Try it >> Reproduce the entries exactly, but keep the pictures out of the copy.

Referring expression pointing data
◇ ◇ ◇
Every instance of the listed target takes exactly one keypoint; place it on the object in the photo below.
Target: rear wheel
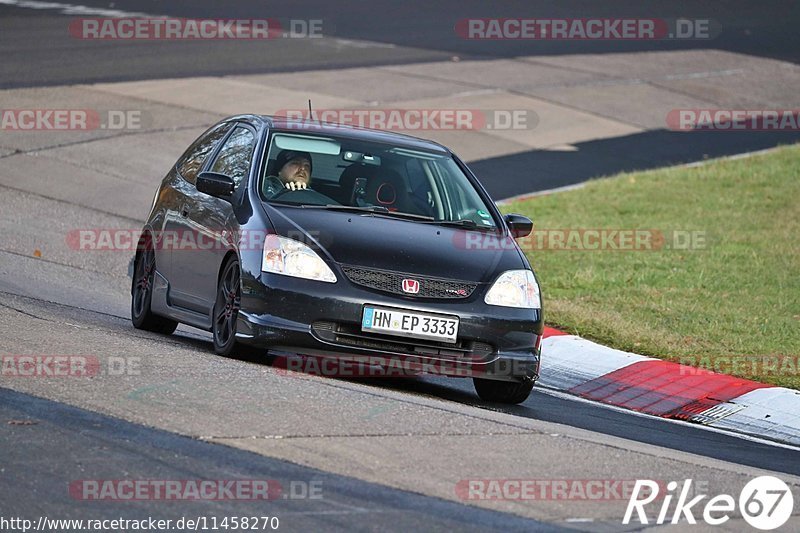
(226, 308)
(144, 272)
(511, 392)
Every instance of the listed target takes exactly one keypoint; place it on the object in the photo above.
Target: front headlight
(293, 258)
(515, 288)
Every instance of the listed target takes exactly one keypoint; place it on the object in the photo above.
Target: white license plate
(409, 324)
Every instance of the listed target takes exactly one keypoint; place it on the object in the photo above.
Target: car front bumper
(323, 320)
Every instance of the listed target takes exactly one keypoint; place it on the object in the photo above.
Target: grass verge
(719, 286)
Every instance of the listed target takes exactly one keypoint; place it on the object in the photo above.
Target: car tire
(226, 308)
(144, 271)
(511, 392)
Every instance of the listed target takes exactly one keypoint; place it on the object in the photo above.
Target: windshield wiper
(372, 209)
(464, 223)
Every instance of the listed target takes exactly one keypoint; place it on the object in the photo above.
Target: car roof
(285, 124)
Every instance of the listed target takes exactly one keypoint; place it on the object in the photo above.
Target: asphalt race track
(388, 454)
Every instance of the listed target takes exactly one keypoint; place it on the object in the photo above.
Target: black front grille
(386, 281)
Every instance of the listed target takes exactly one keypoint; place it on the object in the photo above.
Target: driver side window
(236, 154)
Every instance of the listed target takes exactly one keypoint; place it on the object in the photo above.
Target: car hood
(408, 246)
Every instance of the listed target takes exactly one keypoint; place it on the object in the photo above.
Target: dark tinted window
(192, 160)
(235, 156)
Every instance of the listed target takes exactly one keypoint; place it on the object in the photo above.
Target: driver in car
(294, 172)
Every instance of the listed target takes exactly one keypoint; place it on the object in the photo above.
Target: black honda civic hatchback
(340, 243)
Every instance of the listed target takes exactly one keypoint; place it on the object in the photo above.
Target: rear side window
(236, 154)
(194, 157)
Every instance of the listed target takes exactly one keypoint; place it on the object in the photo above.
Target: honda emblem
(411, 286)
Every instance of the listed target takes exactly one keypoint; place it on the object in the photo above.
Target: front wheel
(144, 272)
(511, 392)
(226, 308)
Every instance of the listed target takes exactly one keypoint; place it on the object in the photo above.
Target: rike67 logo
(765, 503)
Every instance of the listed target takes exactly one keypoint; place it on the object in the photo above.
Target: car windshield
(376, 178)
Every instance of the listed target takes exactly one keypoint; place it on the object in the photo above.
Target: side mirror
(518, 225)
(215, 184)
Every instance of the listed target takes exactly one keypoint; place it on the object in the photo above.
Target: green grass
(737, 297)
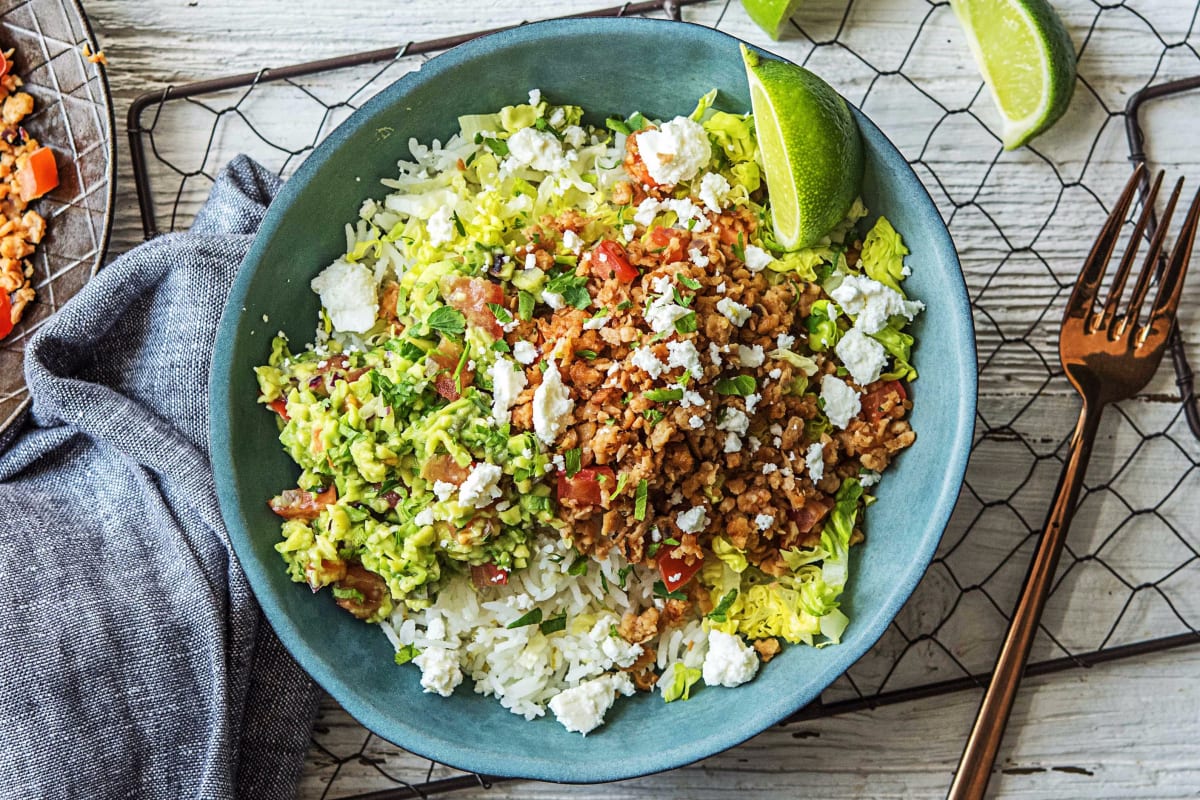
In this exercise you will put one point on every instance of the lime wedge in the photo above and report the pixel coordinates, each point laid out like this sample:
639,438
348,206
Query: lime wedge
1026,59
810,146
771,14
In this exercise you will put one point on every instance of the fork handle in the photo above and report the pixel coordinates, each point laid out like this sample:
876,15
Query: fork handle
983,744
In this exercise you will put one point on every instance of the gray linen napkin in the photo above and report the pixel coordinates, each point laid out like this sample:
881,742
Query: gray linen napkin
133,659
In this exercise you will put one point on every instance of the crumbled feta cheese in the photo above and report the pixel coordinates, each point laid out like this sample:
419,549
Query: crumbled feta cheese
582,709
647,210
439,671
573,241
750,356
814,458
676,151
541,150
733,311
551,404
525,352
714,188
645,359
733,419
508,382
871,302
693,521
481,487
684,355
757,258
730,662
863,356
348,294
841,403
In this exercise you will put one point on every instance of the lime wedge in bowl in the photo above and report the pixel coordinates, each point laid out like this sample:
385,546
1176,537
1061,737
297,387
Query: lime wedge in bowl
1026,59
810,145
771,14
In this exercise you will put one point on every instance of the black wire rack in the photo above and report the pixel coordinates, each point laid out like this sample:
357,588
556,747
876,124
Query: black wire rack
1128,582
◇ ◇ ◇
Answer to the problem >>
Every instance of the listed target takes exactly one keypoint; place it on the object in the photo below.
Target: rear wheel
(226, 308)
(144, 272)
(511, 392)
Every instance of the listed target takes exactly one keypoint; place it on the object in the photo above.
Target: front headlight
(293, 258)
(515, 288)
Every instance of the listed target takes exactly one keypoint; place it on the object in the photo above.
Target: white license plate
(409, 324)
Every instance of the listed target takes exactly one keypoint; place it on the object in the photo above.
Target: car front bumper
(323, 320)
Every instance of the listed target takes exactly one keypoint; place it on the object in the photo above.
Target: grass verge
(719, 286)
Every instance of the listed target takes exactly one keypoint; place it on the object in the photo above.
Target: car tire
(226, 308)
(144, 271)
(511, 392)
Every instance of the listed target takes exactly one keypoint; place it on the object in the photo above.
Target: windshield wiper
(372, 209)
(464, 223)
Every instance of the listed target takes exactly one keypoint; place it on the object in the photo above.
Target: car roof
(285, 124)
Every instance of the listed target takes exactly one keypoint; place it on the object in the photo above.
Target: asphalt race track
(388, 454)
Every instance of the listed target takes exactly one keypoint; place it on the object in the photo above.
Target: black front grille
(386, 281)
Every instance of the listed target takes exactly one keypoint; place it on the object in the photo above.
Target: driver side window
(236, 154)
Every instance of the listed target takes exactly one keypoint; place it on the object in the photo above.
Target: car hood
(408, 246)
Every instance of the listed target takes exactly one keypoint; place it on the object in the photo above.
Target: dark tinted window
(192, 160)
(235, 156)
Every instance of the listed target takes exactly one keypoint; place it on the object in the photo above.
Target: driver in car
(294, 172)
Every instance of the listed target takes exactly one keypoint; place it on the object in the photo above.
Target: black honda civic hatchback
(340, 243)
Every instance of the listed target takes exactly one keypoint; place it on the object in the photo above.
Target: rear side window
(236, 154)
(194, 157)
Every instance of the listed target takes exactly one keypoint; place it on the object in the photo above.
Target: honda emblem
(411, 286)
Every instance of the listed target takes exactly one keypoint; place it on the object in the photo above.
Target: front wheel
(144, 272)
(511, 392)
(226, 308)
Every instance of the listed target takes exactly one keypoint; place it on the object in the photo above.
Target: rike67 logo
(765, 503)
Every instance of the listed target takes exactly one keypoint; place it on the object in the photo above.
Target: car windshield
(376, 178)
Every instance of the listed target takes exactly one keypoint; place it on the object in the photo above.
Target: side mirror
(518, 225)
(215, 184)
Every instance of the listed target takes exactly one keypoint; place it on the object in the photo above.
Target: green grass
(737, 297)
In this exercise you will put one point on every instance of the lime wedge in the photo above and report the pixel coordinates, each point laid out like this sample:
639,438
348,206
Query: lime wedge
1026,59
810,146
771,14
In this exercise you will put one point on every instance of the fork handle in the photo above and report the pixel coordinates, each point laid out like this sample:
876,15
Query: fork handle
983,744
In this exercise you will put one point on every instance of the gray linen napkin in the photo above and report the pixel coordinates, each point laid out like this sample:
881,742
Query: gray linen napkin
133,659
In this exercise you will put one point on every instance of the crumbled feta cheese in the photo above and report the pixel coordinates, each point laid out like this sample:
419,549
Query: crumbled feta cheese
582,709
647,210
439,671
573,241
750,356
814,458
676,151
541,150
733,311
551,404
525,352
714,188
645,359
733,419
508,382
871,302
693,521
481,487
684,355
757,258
730,662
863,356
348,294
841,403
In this exercise you will put one point on every instance of the lime wedge in bowl in the photo above and report the pixel coordinates, each point laid out like this sample:
385,546
1176,537
1061,737
297,387
Query: lime wedge in bowl
1026,59
810,145
771,14
In this exercise you will put one point on every instance of the black wire rack in the photo above and report the pixel coordinates, each point laid out like this sample:
357,588
556,747
876,124
Query: black wire rack
1128,582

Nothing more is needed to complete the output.